═══ THE INPUT ═══
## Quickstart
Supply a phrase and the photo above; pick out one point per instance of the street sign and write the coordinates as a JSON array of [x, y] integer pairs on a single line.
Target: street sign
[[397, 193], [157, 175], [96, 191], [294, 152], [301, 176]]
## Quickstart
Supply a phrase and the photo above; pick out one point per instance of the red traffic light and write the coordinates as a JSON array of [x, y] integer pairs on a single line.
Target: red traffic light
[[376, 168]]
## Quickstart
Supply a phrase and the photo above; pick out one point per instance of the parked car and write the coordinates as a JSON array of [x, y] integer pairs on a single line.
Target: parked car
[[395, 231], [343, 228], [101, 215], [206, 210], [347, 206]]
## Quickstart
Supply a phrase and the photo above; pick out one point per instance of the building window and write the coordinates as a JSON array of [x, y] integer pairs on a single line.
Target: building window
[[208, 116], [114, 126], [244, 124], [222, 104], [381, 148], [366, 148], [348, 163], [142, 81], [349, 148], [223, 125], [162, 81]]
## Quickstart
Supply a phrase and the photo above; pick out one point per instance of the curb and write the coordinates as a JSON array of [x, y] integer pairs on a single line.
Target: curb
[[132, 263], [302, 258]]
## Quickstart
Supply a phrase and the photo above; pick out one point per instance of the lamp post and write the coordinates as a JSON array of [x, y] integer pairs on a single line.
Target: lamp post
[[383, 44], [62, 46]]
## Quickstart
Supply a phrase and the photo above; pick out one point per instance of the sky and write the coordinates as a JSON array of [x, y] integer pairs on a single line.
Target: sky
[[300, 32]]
═══
═══ THE INPUT ═══
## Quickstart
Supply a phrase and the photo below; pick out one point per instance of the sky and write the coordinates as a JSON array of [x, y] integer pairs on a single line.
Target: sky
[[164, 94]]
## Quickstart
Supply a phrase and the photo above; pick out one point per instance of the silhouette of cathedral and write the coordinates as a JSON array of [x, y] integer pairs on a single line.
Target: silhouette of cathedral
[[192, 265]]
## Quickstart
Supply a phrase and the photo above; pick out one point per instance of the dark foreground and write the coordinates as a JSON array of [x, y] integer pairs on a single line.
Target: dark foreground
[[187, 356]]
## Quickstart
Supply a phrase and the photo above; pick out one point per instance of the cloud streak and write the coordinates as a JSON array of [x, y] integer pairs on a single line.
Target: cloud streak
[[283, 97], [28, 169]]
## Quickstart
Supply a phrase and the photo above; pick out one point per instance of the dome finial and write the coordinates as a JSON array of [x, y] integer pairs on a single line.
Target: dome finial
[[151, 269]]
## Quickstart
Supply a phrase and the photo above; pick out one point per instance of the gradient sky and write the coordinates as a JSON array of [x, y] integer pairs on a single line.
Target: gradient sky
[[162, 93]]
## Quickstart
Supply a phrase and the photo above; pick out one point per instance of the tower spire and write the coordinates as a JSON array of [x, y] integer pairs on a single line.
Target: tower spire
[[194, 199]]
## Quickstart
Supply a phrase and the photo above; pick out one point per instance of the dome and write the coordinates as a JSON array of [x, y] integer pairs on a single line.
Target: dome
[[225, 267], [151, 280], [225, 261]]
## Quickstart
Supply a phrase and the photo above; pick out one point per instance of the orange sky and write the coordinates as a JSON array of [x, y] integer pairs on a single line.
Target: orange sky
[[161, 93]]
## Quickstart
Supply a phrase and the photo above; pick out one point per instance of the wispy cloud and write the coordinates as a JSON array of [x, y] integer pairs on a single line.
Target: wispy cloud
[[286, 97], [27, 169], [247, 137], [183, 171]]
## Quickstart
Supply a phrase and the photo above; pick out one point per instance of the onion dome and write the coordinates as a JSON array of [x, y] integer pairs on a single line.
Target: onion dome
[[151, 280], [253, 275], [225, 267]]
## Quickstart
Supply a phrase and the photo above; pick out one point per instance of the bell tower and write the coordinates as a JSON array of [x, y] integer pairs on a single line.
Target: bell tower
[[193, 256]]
═══
PROBLEM DESCRIPTION> Write down, word for word, the lines above from the one containing "Target: wispy cloud" through the one containing "of the onion", both ends included.

ANSWER TO THIS PROBLEM>
Target: wispy cloud
[[286, 97], [27, 169], [247, 137], [183, 171]]
## Quickstart
Supply a phrase and the photo above; pick out one point per instance of the onion dome and write the coordinates as a JSON array of [x, y] integer pairs on a single line.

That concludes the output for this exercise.